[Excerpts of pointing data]

§

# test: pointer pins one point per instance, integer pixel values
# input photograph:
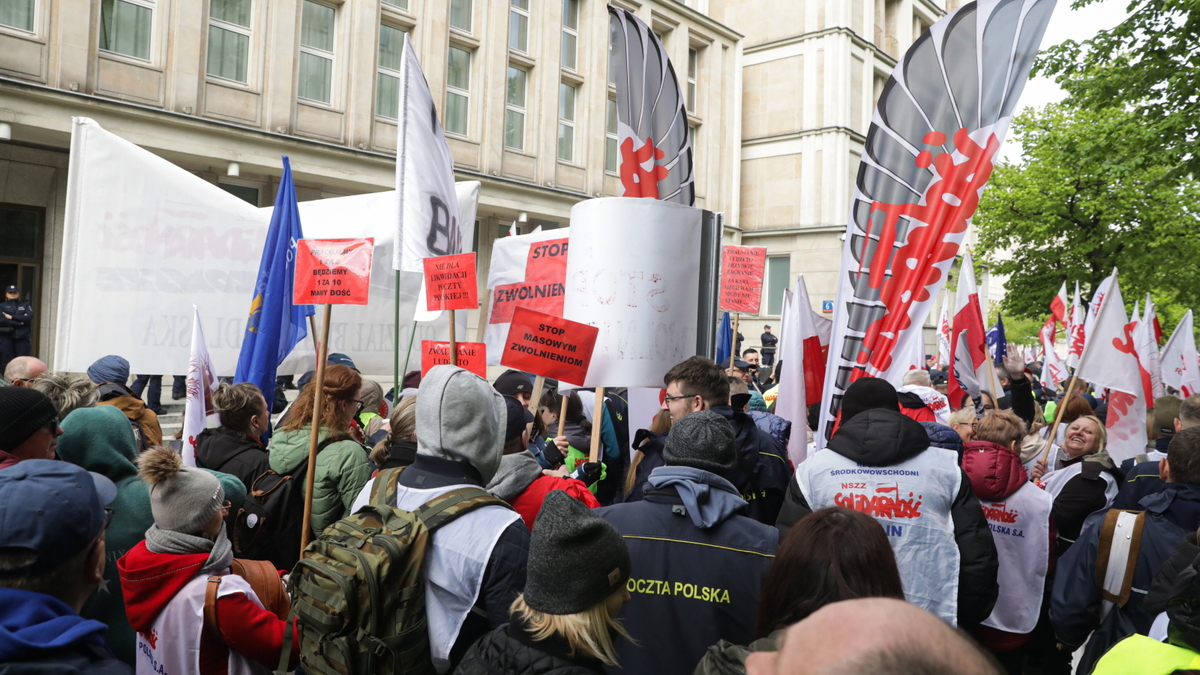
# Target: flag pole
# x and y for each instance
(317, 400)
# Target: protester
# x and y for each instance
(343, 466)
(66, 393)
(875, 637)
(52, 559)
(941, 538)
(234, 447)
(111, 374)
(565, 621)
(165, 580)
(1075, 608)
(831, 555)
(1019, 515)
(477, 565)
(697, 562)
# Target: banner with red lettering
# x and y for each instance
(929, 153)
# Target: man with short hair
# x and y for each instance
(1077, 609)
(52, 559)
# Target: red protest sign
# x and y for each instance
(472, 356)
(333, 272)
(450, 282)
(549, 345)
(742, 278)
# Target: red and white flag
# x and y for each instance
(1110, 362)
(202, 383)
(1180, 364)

§

▶ [Set task]
Copy every line of the data above word for word, but leave out the pictures.

▶ [Full answer]
# test: pointer pins one point per instance, integer pixel values
# input photograph:
# Target: flag pole
# x and y for each instance
(317, 400)
# Target: protester
# x and y for each instance
(343, 466)
(66, 393)
(875, 637)
(52, 559)
(941, 538)
(234, 447)
(111, 374)
(565, 621)
(165, 580)
(1075, 608)
(831, 555)
(1019, 515)
(477, 565)
(697, 562)
# Target: banner with red lettering
# x and y for each instance
(929, 153)
# Target: man with short hair
# x and y for each instance
(1077, 609)
(52, 559)
# Target: red protest sign
# x and y for each instance
(472, 356)
(333, 272)
(450, 282)
(549, 345)
(742, 278)
# Target: red and white flag
# x and y for each instance
(1110, 362)
(202, 383)
(1180, 364)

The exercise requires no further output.